With water scarcity becoming increasingly prevalent around the globe, an article written by Paul Hond of Columbia Magazine dials in on the importance of water reuse solutions. Hond highlights water scarcity, aging infrastructure, excessive use of potable water, and new technology created by Columbia University researchers. Overall, Hond’s article emphasizes the need for innovation and guiding principles toward water reuse, and is intent on communicating that society will exhaust the world’s most precious, finite resource without water reclamation.
During an interview between Hond and Kartik Chandran, an associate professor of earth and environmental engineering at Columbia University, Chandran stated, “we are treating all our incoming water to drinking-water quality. This makes no sense. Using potable water for everything – for irrigating crops, for flushing the toilet, for washing your car – takes more energy, more chemicals, more space. It’s needless.”
Chandran and his team at Columbia University understand the global need for water reclamation and reuse. As part of an Environmental Protection Agency center, the team has been researching bacteria to reduce energy demand for wastewater treatment called anaerobic ammonia oxidation (anammox). The process will reduce the amount of energy needed to treat wastewater by 25-60%; eliminating “nearly all CO2 emissions,” and helping to provide improved water reclamation solutions.
○ ○ ○ ○ ○
Assigned task: Quote the passage on water reuse in full, word for word. None of the material is needed for this.
○ ○ ○ ○ ○
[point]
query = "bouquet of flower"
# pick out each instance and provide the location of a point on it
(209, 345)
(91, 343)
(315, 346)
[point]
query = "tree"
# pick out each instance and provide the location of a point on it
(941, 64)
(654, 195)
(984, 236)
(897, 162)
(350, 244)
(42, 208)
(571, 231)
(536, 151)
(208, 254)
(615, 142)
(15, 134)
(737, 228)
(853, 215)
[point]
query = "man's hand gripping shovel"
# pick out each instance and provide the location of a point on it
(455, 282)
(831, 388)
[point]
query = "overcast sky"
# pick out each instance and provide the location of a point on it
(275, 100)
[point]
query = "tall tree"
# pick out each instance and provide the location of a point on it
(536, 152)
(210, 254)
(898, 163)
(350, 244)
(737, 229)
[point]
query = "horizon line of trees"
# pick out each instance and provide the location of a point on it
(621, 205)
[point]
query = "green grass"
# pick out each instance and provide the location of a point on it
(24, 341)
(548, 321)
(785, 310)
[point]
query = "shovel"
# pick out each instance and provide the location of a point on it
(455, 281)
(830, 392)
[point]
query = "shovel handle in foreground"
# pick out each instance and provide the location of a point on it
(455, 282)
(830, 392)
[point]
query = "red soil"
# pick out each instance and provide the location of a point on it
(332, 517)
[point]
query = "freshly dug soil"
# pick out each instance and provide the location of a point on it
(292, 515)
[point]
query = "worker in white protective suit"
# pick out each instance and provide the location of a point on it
○ ○ ○ ○ ○
Expected answer:
With water scarcity becoming increasingly prevalent around the globe, an article written by Paul Hond of Columbia Magazine dials in on the importance of water reuse solutions. Hond highlights water scarcity, aging infrastructure, excessive use of potable water, and new technology created by Columbia University researchers. Overall, Hond’s article emphasizes the need for innovation and guiding principles toward water reuse, and is intent on communicating that society will exhaust the world’s most precious, finite resource without water reclamation.
During an interview between Hond and Kartik Chandran, an associate professor of earth and environmental engineering at Columbia University, Chandran stated, “we are treating all our incoming water to drinking-water quality. This makes no sense. Using potable water for everything – for irrigating crops, for flushing the toilet, for washing your car – takes more energy, more chemicals, more space. It’s needless.”
Chandran and his team at Columbia University understand the global need for water reclamation and reuse. As part of an Environmental Protection Agency center, the team has been researching bacteria to reduce energy demand for wastewater treatment called anaerobic ammonia oxidation (anammox). The process will reduce the amount of energy needed to treat wastewater by 25-60%; eliminating “nearly all CO2 emissions,” and helping to provide improved water reclamation solutions.